— Begin —

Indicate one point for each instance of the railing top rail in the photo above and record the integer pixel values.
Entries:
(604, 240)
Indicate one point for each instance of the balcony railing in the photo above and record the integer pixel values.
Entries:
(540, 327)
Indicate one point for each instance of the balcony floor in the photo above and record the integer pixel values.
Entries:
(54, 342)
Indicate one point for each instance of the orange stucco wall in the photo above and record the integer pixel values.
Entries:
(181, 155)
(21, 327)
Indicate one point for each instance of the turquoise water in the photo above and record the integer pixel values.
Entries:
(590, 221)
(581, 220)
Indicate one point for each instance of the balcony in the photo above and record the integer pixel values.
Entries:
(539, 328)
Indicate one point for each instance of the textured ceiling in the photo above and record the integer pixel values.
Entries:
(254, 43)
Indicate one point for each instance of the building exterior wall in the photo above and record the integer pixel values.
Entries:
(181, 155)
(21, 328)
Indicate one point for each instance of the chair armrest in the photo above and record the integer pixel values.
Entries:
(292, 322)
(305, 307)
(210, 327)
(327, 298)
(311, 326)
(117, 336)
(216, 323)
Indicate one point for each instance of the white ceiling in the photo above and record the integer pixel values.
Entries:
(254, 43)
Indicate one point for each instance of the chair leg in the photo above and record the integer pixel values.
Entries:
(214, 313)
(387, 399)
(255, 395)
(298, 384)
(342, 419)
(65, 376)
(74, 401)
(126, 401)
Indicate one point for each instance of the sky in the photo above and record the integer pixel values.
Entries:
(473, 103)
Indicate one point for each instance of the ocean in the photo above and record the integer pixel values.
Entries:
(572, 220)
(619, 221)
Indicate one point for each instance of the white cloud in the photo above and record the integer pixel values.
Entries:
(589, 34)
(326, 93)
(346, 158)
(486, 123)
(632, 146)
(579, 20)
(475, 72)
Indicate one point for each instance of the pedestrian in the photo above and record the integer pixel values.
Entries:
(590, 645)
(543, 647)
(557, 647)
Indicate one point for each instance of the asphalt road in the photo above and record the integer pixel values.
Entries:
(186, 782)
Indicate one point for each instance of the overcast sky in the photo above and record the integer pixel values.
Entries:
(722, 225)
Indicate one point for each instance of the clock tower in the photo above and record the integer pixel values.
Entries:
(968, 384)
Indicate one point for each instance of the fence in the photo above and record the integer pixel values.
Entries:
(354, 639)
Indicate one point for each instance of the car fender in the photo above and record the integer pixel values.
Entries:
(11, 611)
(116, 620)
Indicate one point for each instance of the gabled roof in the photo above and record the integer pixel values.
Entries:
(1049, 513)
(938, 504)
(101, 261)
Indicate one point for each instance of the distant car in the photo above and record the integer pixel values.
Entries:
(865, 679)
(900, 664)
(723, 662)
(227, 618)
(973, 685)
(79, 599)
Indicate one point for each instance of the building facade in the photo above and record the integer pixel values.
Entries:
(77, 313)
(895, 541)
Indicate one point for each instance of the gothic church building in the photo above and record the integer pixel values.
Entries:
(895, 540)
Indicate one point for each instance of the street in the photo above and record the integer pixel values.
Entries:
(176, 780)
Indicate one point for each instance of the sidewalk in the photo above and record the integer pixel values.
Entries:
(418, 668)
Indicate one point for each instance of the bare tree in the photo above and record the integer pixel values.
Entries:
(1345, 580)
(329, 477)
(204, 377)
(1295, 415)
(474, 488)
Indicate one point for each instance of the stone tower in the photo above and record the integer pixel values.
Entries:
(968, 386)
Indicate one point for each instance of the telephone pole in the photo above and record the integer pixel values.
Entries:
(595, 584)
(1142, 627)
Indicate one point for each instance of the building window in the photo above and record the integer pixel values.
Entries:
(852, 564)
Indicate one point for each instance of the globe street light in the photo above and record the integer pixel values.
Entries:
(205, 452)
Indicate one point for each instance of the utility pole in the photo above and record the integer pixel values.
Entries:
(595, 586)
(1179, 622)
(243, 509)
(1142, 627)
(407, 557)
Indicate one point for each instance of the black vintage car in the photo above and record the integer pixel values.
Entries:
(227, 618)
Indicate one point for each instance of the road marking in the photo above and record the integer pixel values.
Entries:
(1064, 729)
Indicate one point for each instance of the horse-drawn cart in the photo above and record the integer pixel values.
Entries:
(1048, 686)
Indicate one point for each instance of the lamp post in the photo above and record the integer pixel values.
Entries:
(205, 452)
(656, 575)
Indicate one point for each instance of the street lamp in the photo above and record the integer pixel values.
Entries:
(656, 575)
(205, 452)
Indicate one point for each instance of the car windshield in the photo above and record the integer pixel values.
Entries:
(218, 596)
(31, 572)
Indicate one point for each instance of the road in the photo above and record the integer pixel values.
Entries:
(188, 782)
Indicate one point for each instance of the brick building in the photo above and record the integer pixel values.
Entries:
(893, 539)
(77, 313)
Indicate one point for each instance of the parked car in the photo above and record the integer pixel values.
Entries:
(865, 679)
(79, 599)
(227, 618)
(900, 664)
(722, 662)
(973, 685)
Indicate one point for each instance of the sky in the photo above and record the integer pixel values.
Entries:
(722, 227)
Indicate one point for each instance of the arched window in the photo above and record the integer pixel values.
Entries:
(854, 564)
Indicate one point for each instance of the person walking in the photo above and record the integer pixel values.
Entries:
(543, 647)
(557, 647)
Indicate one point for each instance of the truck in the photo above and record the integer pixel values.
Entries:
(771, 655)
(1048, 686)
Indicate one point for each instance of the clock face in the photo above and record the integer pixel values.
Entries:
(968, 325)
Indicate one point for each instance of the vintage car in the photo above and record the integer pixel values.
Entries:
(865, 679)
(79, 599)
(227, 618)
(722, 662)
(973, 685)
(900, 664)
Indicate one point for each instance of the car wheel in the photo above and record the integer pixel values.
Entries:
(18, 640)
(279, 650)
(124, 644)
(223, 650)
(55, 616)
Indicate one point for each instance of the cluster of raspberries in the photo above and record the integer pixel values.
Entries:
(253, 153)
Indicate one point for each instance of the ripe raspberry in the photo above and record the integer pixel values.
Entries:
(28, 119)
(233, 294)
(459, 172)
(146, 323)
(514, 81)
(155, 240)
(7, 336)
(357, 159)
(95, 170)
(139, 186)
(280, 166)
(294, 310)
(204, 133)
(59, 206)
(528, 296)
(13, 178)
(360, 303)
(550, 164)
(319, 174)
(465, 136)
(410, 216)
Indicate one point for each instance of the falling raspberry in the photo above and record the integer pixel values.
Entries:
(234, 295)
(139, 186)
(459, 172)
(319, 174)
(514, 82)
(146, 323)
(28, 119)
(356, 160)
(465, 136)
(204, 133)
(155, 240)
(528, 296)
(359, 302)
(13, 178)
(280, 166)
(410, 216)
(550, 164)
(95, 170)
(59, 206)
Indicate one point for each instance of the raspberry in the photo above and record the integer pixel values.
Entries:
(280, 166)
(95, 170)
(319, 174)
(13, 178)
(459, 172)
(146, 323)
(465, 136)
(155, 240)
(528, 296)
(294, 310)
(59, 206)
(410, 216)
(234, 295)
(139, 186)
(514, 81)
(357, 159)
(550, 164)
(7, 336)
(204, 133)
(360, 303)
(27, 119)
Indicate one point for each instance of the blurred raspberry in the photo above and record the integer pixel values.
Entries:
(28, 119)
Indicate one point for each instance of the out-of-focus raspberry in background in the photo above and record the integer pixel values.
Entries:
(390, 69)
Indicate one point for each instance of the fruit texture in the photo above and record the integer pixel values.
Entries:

— End —

Exercise instructions
Starting with the line that contains "Indicate one point for each instance of the falling", output every line through the end of the listing above, unchanged.

Response
Indicate one point for each instance of the falling raspberry in the photo above and record the integer pixel values.
Entries:
(234, 295)
(139, 186)
(459, 172)
(319, 174)
(514, 82)
(146, 323)
(28, 119)
(356, 160)
(465, 136)
(204, 133)
(155, 240)
(528, 296)
(359, 302)
(13, 178)
(280, 166)
(410, 216)
(550, 164)
(95, 170)
(59, 206)
Indicate one point for each instance of the raspberry in the photo above and record the integer pixel values.
Entries:
(280, 166)
(95, 170)
(319, 174)
(13, 178)
(459, 172)
(146, 323)
(465, 136)
(155, 240)
(528, 296)
(294, 310)
(59, 206)
(410, 216)
(234, 295)
(139, 186)
(514, 81)
(357, 159)
(550, 164)
(7, 336)
(204, 133)
(360, 303)
(27, 119)
Indicate one point for each instance of the blurred raspberry in the photo above and record the integer pixel values.
Entries:
(28, 119)
Indicate one point for each instance of the out-of-focus raspberry in background in the photo above and record the integer pixel values.
Entries:
(390, 69)
Indicate one point for each instance of the fruit texture in the photo above and record the integer pixel values.
Entries:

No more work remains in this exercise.